**PROBLEM REQUIREMENTS:**
Reproduce, word for word, the part of the Edward Chang profile that begins with the words "What brought you" and ends after "people in medicine.".

**SOURCE TEXT:**
------------------------------------------------------------------------

Dr. Edward Chang is a neurosurgeon who specializes in treating drug-resistant epilepsy, facial pain, movement disorders and brain tumors. He has expertise in advanced brain mapping techniques, which can enable surgeons to remove diseased brain tissue, such as a tumor, while minimizing damage to healthy tissue needed for key functions, such as speech and movement. He also has extensive training in deep brain stimulation for movement disorders and other devices that treat disease by altering nerve activity.
Doctor Q&A: Edward Chang
Why did you decide to specialize in neurosurgery?
The brain is the most fascinating organ in the human body. It's what makes us human. I thought becoming a neurosurgeon was a great way to help others in need, while also learning neuroscience.
It was a really easy decision for me. It has all the challenges I wanted in a career: intellectual, technical and, most importantly, compassion.
What brought you to UCSF?
I did my medical training at UCSF. I stayed because the intellectual environment for neurosciences is unparalleled. At each step, UCSF is on the frontline of neurosurgery.
What's the best part of practicing here?
The people. I am lucky to work with some of the most compassionate, smart and hardworking people in medicine.
Regardless of what happens, whether or not [a] surgery is successful, we are committed to taking care of someone. That's very special about the people I work with.

------------------------------------------------------------------------

**LISTED RECORDS:**
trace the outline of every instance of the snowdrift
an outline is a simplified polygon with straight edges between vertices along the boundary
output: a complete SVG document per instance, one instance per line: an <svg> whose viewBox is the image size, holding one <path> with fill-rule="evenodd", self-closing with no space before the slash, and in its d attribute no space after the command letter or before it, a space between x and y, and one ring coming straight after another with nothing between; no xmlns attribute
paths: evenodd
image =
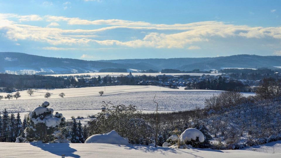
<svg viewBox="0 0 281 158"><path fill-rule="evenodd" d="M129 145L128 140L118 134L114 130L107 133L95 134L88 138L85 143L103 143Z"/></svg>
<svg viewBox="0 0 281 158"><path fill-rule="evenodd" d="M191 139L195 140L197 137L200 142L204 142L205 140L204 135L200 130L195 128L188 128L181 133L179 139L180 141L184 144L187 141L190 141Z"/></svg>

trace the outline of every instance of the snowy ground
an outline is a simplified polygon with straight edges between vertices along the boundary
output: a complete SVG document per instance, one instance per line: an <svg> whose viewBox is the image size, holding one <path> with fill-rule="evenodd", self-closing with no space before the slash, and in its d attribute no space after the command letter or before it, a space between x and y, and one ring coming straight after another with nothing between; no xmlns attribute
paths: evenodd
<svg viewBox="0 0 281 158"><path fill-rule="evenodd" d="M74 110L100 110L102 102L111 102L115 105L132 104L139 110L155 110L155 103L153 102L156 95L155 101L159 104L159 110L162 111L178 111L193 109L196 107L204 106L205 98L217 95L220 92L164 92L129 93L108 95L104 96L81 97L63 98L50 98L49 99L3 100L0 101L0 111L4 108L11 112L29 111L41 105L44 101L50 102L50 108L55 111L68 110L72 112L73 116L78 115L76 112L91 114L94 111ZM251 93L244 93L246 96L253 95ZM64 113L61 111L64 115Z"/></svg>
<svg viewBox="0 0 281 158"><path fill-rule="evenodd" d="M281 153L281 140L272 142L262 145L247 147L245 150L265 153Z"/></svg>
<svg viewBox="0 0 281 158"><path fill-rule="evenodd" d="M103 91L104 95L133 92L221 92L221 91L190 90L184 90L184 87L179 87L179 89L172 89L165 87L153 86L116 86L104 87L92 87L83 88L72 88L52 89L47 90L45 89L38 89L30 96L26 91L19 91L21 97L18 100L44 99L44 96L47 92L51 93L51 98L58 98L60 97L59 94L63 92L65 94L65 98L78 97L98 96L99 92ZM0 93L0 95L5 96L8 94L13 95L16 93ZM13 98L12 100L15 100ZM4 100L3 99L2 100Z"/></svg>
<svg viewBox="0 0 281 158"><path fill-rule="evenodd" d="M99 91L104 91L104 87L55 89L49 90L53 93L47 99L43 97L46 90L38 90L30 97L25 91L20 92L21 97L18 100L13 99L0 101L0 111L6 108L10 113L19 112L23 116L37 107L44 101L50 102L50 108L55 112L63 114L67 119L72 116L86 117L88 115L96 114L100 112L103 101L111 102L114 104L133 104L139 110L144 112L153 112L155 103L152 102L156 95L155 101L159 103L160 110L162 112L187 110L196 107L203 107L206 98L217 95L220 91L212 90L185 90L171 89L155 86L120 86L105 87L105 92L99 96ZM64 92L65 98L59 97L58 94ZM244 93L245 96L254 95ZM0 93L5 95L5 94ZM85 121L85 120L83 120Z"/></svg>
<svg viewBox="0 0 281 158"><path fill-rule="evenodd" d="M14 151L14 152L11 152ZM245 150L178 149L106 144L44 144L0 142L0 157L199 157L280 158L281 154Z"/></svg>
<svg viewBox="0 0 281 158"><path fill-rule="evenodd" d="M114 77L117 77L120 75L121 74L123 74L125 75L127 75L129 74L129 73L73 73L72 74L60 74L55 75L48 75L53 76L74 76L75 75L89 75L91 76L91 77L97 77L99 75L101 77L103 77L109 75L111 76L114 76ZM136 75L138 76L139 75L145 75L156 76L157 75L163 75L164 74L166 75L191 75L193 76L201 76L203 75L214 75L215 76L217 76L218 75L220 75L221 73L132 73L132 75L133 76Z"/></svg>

------------------------------------------------------------------------

**RESPONSE BOX:**
What brought you to UCSF?
I did my medical training at UCSF. I stayed because the intellectual environment for neurosciences is unparalleled. At each step, UCSF is on the frontline of neurosurgery.
What's the best part of practicing here?
The people. I am lucky to work with some of the most compassionate, smart and hardworking people in medicine.